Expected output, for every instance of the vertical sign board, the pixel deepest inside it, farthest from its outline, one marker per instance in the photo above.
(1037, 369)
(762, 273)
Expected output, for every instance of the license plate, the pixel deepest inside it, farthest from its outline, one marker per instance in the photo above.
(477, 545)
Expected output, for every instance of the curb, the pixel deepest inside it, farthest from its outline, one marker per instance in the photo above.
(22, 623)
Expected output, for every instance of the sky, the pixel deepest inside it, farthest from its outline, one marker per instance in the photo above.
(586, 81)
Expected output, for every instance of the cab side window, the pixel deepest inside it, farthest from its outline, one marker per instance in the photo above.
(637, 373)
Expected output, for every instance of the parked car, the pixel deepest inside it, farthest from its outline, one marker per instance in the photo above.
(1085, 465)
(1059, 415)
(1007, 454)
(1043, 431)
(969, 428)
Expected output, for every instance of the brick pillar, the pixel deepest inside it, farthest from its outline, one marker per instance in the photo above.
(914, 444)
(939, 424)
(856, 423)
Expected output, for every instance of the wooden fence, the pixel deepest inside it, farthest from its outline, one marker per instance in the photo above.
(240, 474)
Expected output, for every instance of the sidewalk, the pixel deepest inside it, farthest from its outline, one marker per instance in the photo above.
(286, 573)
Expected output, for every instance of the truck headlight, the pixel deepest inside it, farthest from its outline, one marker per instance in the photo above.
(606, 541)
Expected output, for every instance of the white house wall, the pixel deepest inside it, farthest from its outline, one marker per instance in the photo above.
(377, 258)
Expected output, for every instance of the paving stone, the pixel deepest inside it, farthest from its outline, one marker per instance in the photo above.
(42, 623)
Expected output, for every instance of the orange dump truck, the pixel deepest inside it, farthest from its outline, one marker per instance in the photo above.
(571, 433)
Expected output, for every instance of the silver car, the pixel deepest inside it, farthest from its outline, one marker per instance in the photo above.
+++
» **Exercise**: Give back, word for word, only the lines from the one containing "Expected output, for every instance of the truck" through the closing line of the entries.

» **Answer for this exercise**:
Expected output, for every instance of the truck headlight, the pixel deepest inside it, farthest from its outline, one marker per instance in the photo above.
(606, 541)
Expected output, for every instance of the white house wall, the pixel deepest inside it, farthest from its outline, one marker per instance in the photo above.
(377, 258)
Expected output, for every instance of the paving stone, the pixel deepest inside it, farthest from its outline, one marker per instance in the photo above.
(42, 623)
Expected output, for every instance of the orange dump truck, the pixel deepest inside it, farthest from its outline, one marker per instance in the photo above.
(571, 433)
Expected output, for every instance of the silver car, the pixel deepest inside it, farthest from its outline, one marker per instance in the photo above.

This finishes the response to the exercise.